EXERCISE INSTRUCTIONS: Repeat the listing that follows, character for character, minus the pictures.

AVAILABLE DATA:
....

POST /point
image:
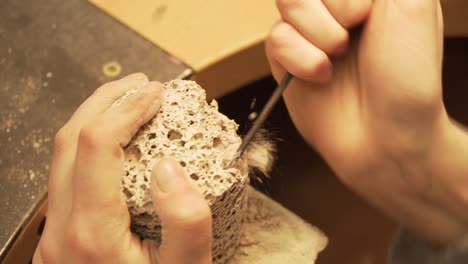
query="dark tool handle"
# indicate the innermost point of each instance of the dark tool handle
(263, 115)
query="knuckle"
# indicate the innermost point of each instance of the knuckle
(92, 136)
(311, 67)
(356, 12)
(194, 218)
(338, 42)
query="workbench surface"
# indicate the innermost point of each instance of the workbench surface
(51, 59)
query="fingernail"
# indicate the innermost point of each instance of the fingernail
(136, 76)
(151, 87)
(325, 73)
(168, 175)
(153, 108)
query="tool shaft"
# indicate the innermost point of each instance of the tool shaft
(263, 115)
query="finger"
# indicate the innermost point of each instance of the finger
(349, 12)
(59, 188)
(313, 20)
(106, 95)
(99, 161)
(406, 31)
(288, 48)
(184, 213)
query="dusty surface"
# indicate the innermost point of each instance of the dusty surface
(47, 68)
(274, 235)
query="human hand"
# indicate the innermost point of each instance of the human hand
(88, 219)
(377, 117)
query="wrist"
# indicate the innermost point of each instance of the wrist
(445, 190)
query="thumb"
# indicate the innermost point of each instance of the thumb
(184, 213)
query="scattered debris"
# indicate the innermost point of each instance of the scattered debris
(112, 69)
(252, 116)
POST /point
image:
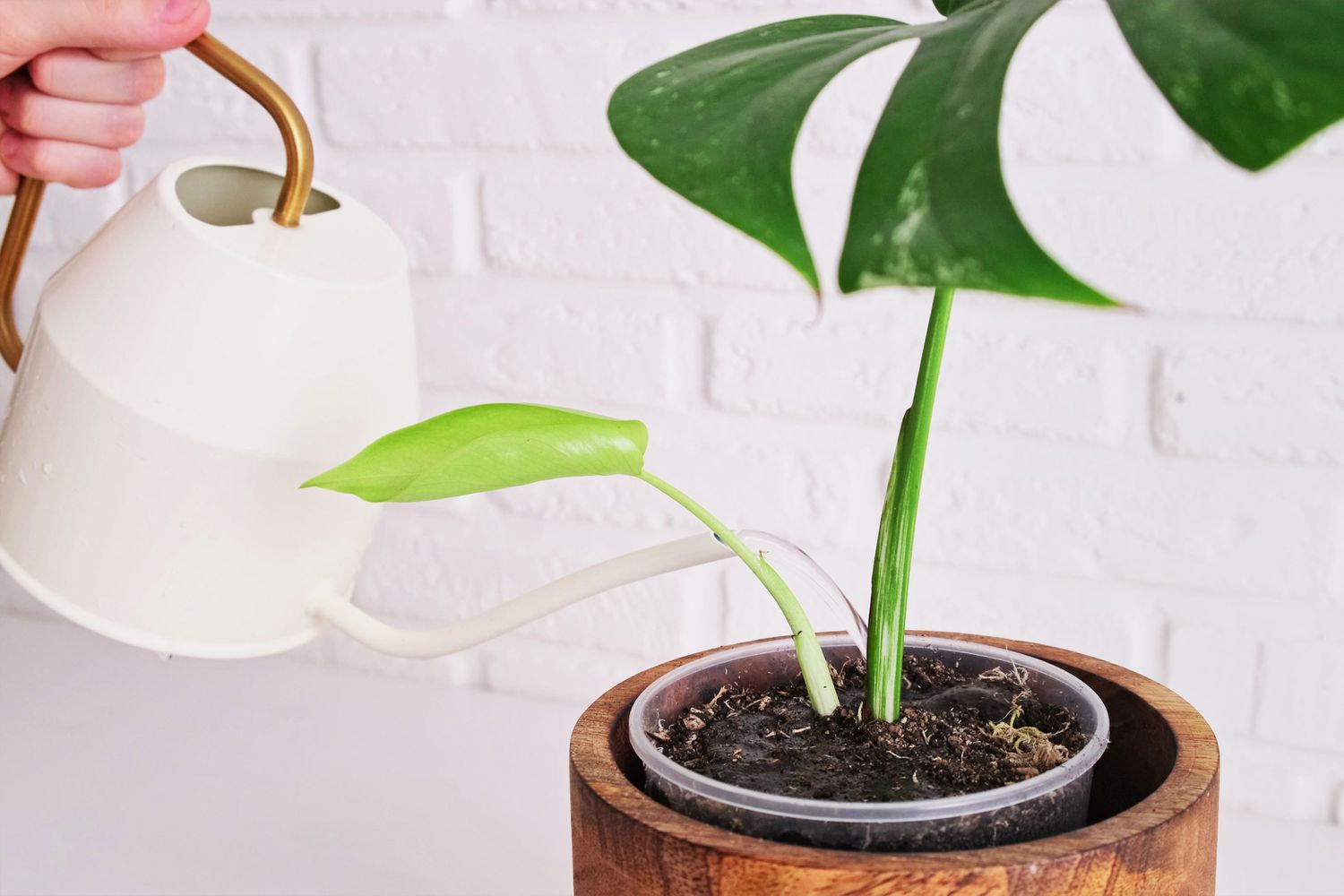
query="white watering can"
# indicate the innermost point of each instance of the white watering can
(187, 370)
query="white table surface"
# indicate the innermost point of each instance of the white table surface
(124, 774)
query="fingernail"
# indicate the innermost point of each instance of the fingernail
(175, 11)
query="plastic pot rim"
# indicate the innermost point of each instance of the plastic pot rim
(755, 801)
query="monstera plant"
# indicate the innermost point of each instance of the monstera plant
(718, 125)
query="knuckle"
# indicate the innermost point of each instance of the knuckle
(128, 125)
(24, 112)
(45, 72)
(147, 78)
(42, 160)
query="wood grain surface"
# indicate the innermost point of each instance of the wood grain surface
(1153, 815)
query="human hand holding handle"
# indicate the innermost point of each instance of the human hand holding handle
(74, 75)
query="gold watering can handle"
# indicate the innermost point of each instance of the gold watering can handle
(289, 207)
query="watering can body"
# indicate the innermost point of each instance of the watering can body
(185, 371)
(194, 365)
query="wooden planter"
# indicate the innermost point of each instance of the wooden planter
(1153, 815)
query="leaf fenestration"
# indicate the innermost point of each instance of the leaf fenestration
(930, 206)
(1254, 78)
(718, 124)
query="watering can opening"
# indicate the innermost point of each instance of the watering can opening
(230, 195)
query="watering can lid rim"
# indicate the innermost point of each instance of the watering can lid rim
(346, 245)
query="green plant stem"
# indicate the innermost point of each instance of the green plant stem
(897, 530)
(816, 670)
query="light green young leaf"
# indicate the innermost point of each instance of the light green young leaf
(487, 447)
(718, 123)
(930, 207)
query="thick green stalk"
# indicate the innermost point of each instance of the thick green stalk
(897, 530)
(816, 670)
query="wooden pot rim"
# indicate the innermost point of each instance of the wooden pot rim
(1193, 772)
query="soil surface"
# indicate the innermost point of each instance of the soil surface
(957, 734)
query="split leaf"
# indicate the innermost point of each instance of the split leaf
(1252, 77)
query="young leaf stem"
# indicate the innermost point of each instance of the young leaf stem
(816, 670)
(897, 530)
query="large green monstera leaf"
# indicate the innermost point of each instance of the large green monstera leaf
(718, 124)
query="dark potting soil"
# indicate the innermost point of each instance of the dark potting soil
(957, 734)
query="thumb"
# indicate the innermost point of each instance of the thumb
(148, 26)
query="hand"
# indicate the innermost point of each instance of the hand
(73, 77)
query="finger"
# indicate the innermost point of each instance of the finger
(59, 161)
(121, 24)
(26, 109)
(78, 74)
(123, 56)
(8, 177)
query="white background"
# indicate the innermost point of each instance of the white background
(1159, 487)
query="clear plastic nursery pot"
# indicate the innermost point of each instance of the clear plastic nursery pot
(1150, 820)
(1048, 804)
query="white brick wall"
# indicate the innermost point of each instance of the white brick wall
(1159, 487)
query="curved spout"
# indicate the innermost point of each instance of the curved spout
(610, 573)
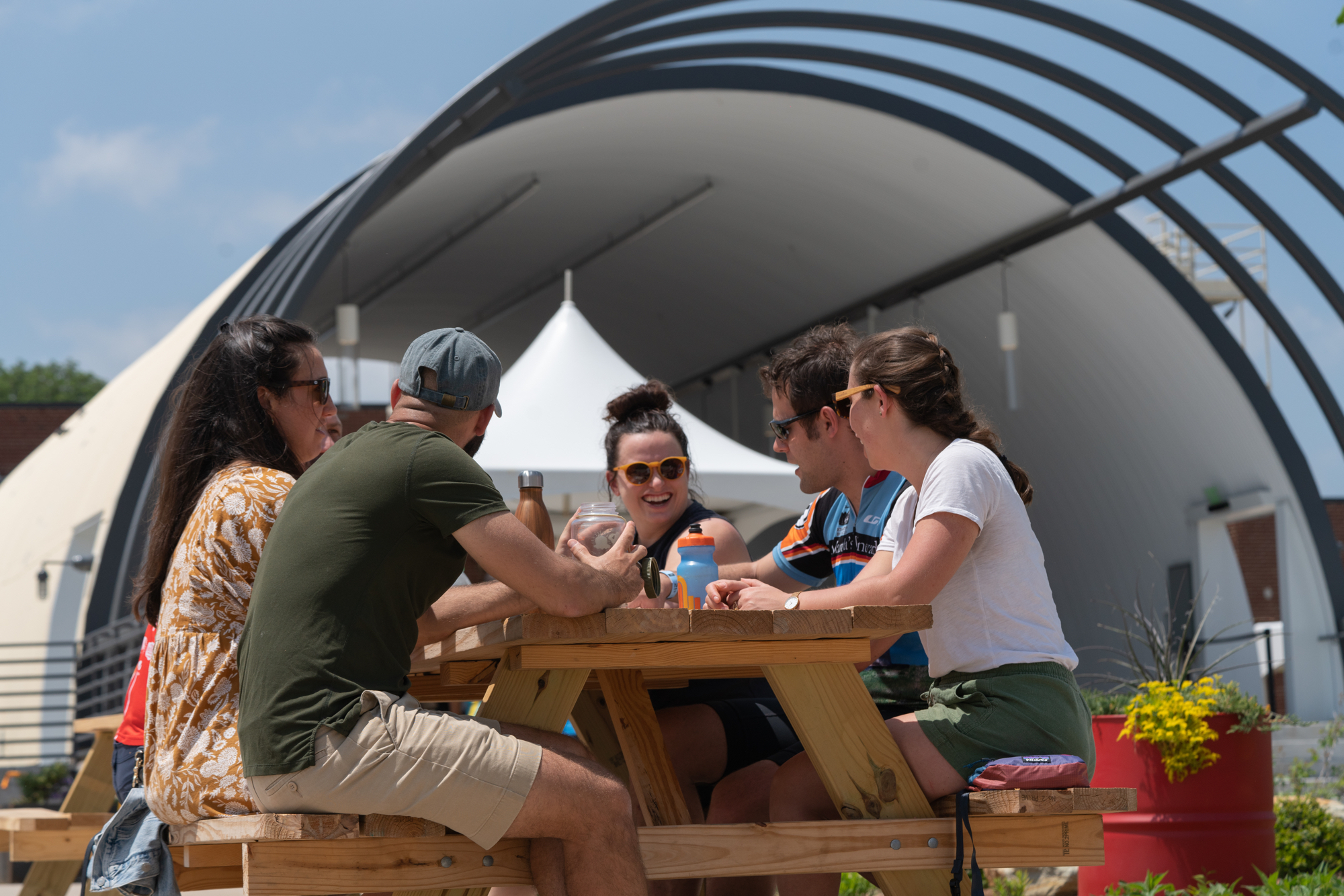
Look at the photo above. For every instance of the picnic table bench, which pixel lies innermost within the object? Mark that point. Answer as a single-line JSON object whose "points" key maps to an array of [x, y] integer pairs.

....

PROBLEM SOLUTION:
POST /point
image:
query="dark tool handle"
# indicate the innermost point of each instance of the dark tool handle
(263, 115)
query="knuckle"
# indicate the innermost point of each instance of the knuckle
(92, 136)
(311, 67)
(356, 12)
(194, 218)
(338, 42)
query="workbench surface"
# indicate the innermost point of each instance of the workbench surface
(51, 59)
query="fingernail"
# indicate the innermost point of each instance of the fingernail
(136, 76)
(151, 87)
(325, 73)
(168, 175)
(153, 108)
query="tool shaft"
# indicate the innermost point of each instance of the tool shaft
(263, 115)
query="finger"
# indicate the innermost point of each instance of the finger
(349, 12)
(59, 188)
(313, 20)
(106, 95)
(99, 161)
(406, 31)
(288, 48)
(184, 213)
query="dusty surface"
# indicate the innermost point of each instance of the dusty surface
(47, 68)
(274, 235)
query="human hand"
# indicate the innermost point of each instance of the human hand
(88, 219)
(377, 117)
query="wrist"
# indicate the innermost point of each instance of the wrist
(445, 190)
query="thumb"
# indicate the innermost point of each instance of the thumb
(184, 213)
query="scattered debris"
# indicate the innermost point of each instance of the scattered debris
(112, 69)
(252, 116)
POST /point
image:
query="white watering can"
# indicate the innermost point of each instance of the white watering can
(187, 370)
query="white table surface"
# indicate the innermost point of each instance of the white table surface
(124, 774)
query="fingernail"
# indicate the innermost point of each instance of the fingernail
(175, 11)
query="plastic pot rim"
# indicate the innermost point of each instance of the plastic pot rim
(755, 801)
query="monstera plant"
# indicate the innermost point of each instance of the monstera plant
(718, 125)
query="knuckle"
# indicate the innermost point of each instance of the knuckle
(128, 125)
(24, 112)
(45, 72)
(147, 78)
(42, 160)
query="wood grain surface"
# indicate the innermost point of each instance of the wood grain surface
(1153, 815)
query="human hand holding handle"
# indicate the innermost point of each instance of the human hand holding handle
(74, 75)
query="gold watering can handle"
# indicate the innermost point of each instance of the gold watering can handle
(289, 207)
query="watering can body"
# indicate the innermost point of each instance of the watering can body
(185, 371)
(194, 365)
query="wooden planter"
# indicate the innermost point of each instance of the wooden planter
(1153, 815)
query="leaf fenestration"
# indicate the innermost point of each instance of the leaf fenestration
(930, 206)
(1254, 78)
(718, 124)
query="watering can opening"
# indicate the innermost point of each instance of the watering can opening
(230, 195)
query="watering can lid rim"
# indicate the innermost point of each instance of the watering can lid rim
(346, 245)
query="green plant stem"
# indicate the innermost point of each instance of the green plant stem
(897, 530)
(816, 670)
query="light green young leaf"
# indicate the innermost point of each instance of the light green young leaf
(487, 447)
(718, 123)
(930, 207)
query="thick green stalk"
# indicate the innermost point of each instance of the thick green stalk
(897, 530)
(816, 670)
query="wooden pot rim"
# indicate the innermost point of each instance of the wooden pot rim
(1193, 772)
query="soil surface"
# indicate the innermost point of each instance of the soil surface
(957, 734)
query="split leaf"
# indicate the innermost point of each instance of the split leaf
(1252, 77)
query="young leaf stem"
# indicate the innermost point of each instance of the young leaf stem
(816, 670)
(897, 530)
query="large green monstera leaf"
# indicate the innermost point of each instance of the large green monstera leaf
(718, 124)
query="dark potting soil"
# indicate the innermost point of each instance of the dark potting soil
(957, 734)
query="thumb"
# indicate the innermost point of each instance of the thumb
(148, 26)
query="hand"
# indicate the innermost point of each instance of the hand
(73, 77)
query="finger"
# indicate the innermost point of each instance of the finger
(59, 161)
(121, 24)
(26, 109)
(78, 74)
(123, 56)
(8, 177)
query="white background"
# indicate the innermost point of each instance of the white background
(1159, 487)
query="clear plastic nursery pot"
# indicate the innermost point of each instance of the clear plastic nursery pot
(1150, 820)
(1048, 804)
query="white brick wall"
# indicate the innermost point of each instance of the white brick wall
(1159, 487)
query="curved spout"
# indicate the innermost point of each instance of the curved spout
(610, 573)
Look at the photo above. For every instance of the picnic table bench, which pixel lies innermost within the object? Mark that point. Answer as a single-line JSON object whose "points" key maps to an array of [x, y] integer pairs.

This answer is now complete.